> _Task statement_
Within the records below, reproduce without change the lines from the line that has "Confirm every instance of the lime half in" through the line that has "Confirm every instance of the glossy", and only those.

> _Data to process_

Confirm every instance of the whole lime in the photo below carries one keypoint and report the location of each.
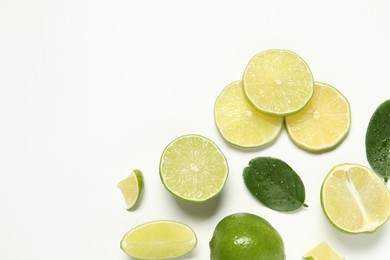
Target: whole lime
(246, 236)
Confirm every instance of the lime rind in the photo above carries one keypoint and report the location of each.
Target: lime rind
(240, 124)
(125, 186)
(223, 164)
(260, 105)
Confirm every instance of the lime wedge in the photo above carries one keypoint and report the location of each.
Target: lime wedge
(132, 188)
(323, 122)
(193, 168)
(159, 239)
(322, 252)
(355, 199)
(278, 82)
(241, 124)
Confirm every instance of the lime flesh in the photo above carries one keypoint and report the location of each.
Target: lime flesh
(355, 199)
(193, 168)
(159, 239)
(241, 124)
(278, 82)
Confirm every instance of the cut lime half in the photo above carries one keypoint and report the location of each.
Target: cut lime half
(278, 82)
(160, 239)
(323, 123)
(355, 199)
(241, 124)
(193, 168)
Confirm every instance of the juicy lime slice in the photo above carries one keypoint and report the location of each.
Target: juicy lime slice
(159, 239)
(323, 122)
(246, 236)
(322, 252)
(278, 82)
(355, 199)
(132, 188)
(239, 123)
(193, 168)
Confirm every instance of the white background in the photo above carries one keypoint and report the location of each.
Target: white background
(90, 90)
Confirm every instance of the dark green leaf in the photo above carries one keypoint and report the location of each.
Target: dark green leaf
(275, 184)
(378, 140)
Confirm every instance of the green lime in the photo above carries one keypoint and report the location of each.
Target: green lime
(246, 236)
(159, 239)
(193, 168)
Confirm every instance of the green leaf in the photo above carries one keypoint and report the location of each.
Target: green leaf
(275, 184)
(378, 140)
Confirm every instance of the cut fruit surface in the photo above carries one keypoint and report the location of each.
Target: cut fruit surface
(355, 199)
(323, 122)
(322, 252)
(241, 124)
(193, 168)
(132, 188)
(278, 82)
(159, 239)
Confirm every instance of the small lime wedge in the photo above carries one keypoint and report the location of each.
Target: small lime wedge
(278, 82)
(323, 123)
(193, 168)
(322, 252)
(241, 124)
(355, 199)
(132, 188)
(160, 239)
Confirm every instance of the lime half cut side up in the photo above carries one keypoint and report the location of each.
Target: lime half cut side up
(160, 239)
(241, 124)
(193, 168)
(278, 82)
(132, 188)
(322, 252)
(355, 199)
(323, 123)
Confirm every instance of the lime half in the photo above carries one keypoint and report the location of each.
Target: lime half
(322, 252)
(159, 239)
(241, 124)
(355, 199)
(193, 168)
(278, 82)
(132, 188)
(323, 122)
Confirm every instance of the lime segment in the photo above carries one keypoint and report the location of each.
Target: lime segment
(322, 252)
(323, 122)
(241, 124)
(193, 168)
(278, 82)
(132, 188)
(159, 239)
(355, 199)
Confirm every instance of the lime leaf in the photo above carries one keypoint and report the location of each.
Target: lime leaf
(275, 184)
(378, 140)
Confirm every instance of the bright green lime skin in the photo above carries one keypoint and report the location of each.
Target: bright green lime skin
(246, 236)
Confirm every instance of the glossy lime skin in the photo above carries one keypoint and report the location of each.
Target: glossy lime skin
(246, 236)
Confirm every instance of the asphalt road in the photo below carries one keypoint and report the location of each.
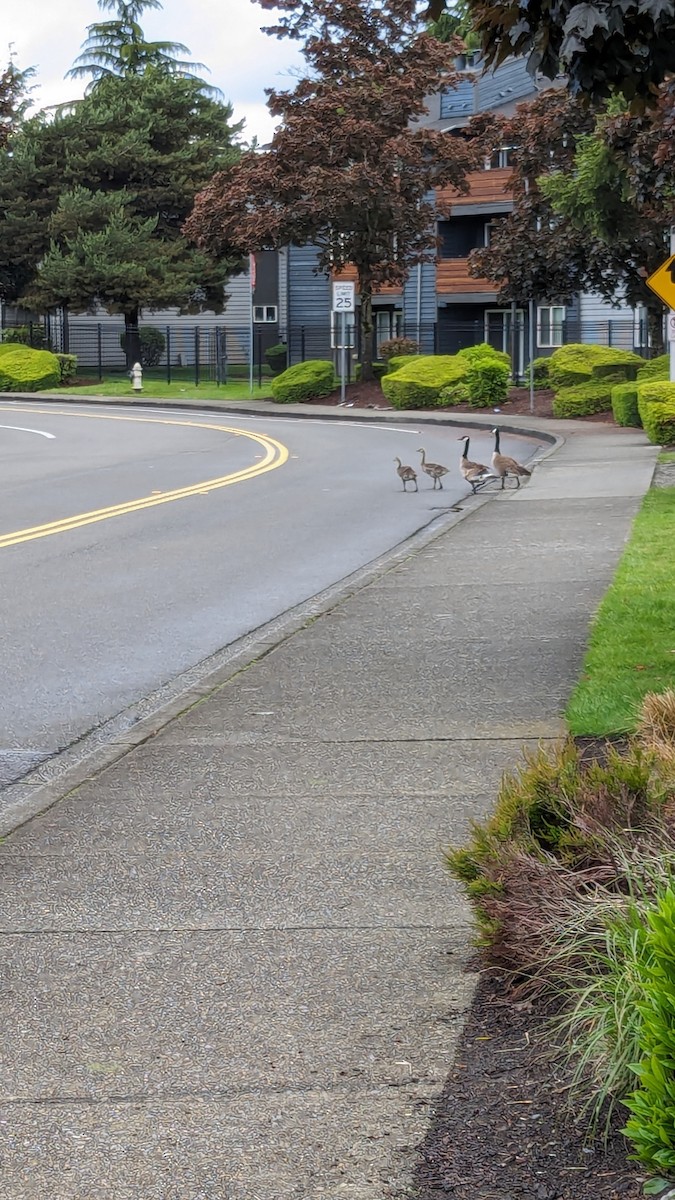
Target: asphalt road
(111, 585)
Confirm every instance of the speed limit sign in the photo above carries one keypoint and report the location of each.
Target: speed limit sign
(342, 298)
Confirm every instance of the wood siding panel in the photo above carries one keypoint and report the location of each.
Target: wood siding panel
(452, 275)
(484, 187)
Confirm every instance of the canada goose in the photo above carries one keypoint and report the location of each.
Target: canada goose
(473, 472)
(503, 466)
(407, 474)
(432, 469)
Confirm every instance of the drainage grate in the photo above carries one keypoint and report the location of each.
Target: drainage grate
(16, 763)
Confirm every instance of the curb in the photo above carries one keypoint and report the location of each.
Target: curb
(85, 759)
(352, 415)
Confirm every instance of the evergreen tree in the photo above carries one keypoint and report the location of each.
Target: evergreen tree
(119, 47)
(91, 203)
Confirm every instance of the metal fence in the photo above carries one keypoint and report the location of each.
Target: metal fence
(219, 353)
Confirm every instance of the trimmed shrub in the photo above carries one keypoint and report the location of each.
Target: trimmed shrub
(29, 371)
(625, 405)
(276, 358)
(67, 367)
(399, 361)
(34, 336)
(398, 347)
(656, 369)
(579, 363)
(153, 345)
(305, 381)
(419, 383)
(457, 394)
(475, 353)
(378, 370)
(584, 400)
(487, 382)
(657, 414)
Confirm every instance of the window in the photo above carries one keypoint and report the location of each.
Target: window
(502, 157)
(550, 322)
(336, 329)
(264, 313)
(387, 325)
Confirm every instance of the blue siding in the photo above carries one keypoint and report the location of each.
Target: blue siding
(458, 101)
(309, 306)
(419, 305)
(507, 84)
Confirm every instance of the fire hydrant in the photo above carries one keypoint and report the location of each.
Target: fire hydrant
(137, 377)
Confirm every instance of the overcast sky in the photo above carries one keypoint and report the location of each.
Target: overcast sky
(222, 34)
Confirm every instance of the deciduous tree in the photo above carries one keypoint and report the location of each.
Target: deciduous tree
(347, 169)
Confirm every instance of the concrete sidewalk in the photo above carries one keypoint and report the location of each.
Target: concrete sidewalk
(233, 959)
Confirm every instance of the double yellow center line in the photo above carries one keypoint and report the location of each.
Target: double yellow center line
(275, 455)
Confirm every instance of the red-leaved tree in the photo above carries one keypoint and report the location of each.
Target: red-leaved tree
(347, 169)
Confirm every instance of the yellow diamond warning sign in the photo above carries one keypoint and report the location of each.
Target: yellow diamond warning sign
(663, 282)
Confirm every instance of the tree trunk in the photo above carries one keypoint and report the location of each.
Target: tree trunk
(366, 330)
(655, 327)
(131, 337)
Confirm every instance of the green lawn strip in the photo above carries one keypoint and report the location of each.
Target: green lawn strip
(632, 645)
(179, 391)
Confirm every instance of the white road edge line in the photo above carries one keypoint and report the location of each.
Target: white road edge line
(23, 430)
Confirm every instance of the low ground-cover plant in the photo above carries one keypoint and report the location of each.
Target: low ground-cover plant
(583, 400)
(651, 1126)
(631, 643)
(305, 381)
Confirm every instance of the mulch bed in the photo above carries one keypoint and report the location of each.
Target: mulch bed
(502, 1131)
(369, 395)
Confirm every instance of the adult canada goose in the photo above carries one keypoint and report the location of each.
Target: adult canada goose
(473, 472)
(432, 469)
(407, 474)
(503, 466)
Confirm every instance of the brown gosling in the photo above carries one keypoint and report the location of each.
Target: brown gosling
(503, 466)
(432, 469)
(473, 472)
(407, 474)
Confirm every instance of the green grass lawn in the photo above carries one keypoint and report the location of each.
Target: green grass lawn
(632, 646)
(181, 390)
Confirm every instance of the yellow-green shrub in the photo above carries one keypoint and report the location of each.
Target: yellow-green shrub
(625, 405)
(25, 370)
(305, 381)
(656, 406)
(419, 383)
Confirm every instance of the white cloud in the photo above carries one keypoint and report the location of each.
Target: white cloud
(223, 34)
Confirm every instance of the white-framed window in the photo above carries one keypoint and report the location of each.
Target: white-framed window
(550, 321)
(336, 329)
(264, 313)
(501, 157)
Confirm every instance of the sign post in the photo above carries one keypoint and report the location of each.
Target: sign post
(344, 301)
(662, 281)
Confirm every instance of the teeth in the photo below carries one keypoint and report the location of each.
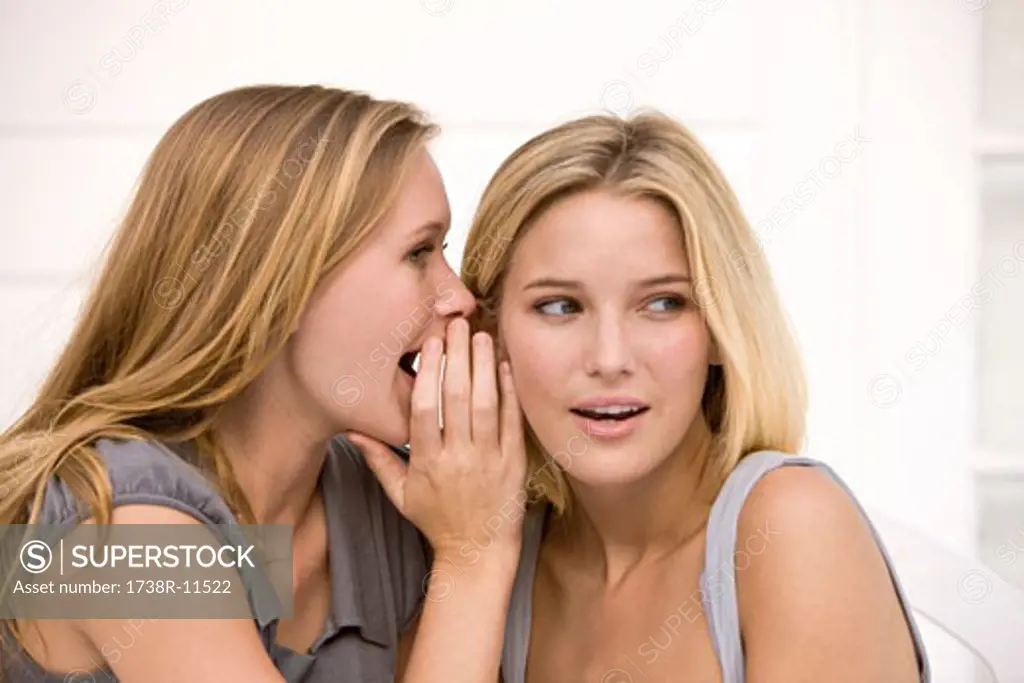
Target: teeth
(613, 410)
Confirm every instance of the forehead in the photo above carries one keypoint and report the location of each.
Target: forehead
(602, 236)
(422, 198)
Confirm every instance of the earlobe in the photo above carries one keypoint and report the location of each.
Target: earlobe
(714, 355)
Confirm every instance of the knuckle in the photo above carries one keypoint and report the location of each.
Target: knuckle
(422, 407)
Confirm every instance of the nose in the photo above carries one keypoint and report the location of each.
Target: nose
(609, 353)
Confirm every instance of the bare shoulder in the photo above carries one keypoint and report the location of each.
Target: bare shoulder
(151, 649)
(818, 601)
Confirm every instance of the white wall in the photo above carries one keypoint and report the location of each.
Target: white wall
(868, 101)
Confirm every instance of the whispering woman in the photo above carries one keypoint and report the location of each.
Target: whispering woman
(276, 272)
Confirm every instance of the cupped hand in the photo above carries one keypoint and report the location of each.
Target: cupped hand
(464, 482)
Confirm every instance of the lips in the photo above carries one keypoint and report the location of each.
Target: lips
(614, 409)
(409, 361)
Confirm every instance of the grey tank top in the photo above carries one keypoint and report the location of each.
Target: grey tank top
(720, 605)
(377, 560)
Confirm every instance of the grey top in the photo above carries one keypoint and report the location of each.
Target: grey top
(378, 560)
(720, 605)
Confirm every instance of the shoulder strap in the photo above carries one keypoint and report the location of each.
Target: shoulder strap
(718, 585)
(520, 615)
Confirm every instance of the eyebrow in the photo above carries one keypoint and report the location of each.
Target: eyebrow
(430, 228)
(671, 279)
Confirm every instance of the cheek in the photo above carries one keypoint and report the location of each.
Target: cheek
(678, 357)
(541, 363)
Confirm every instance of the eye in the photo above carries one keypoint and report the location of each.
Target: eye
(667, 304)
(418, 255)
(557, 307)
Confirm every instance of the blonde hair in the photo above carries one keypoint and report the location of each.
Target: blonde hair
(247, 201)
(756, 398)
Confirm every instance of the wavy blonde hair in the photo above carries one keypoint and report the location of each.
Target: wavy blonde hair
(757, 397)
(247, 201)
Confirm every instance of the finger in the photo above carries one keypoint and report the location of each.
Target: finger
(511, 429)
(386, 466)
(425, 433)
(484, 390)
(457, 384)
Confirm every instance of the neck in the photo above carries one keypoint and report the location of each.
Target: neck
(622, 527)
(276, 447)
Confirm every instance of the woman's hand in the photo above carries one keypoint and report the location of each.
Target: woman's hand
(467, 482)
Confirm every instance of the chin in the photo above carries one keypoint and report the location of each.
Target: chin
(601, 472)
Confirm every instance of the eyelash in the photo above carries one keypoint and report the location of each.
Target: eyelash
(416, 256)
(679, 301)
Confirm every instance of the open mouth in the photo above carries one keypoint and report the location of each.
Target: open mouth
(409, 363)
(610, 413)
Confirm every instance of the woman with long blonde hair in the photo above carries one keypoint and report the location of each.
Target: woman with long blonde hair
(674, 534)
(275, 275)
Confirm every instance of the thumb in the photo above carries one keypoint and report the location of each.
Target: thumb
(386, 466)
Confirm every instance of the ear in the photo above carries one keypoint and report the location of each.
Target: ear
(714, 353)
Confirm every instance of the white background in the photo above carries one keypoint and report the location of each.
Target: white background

> _Response to this exercise_
Confirm every instance of the lime half in the photo above carries one keypoint and report the location of each.
Target: lime half
(322, 252)
(159, 239)
(241, 124)
(355, 199)
(193, 168)
(278, 82)
(132, 188)
(323, 122)
Confirm every instance of the lime segment in the photo above carries one keypoint and report the location of each.
Target: lime segment
(322, 252)
(323, 122)
(241, 124)
(193, 168)
(278, 82)
(132, 188)
(159, 239)
(355, 199)
Confirm every instance of the lime leaf in the photo above carries one keypoint and report the location of each.
Target: lime leaf
(275, 184)
(378, 140)
Confirm every instance of the bright green lime skin in the photo above carries one keypoint and report the location of each.
Target: bright green lime skin
(246, 236)
Confirm every instance of the glossy lime skin in the photo above carries one keypoint and report the location of each.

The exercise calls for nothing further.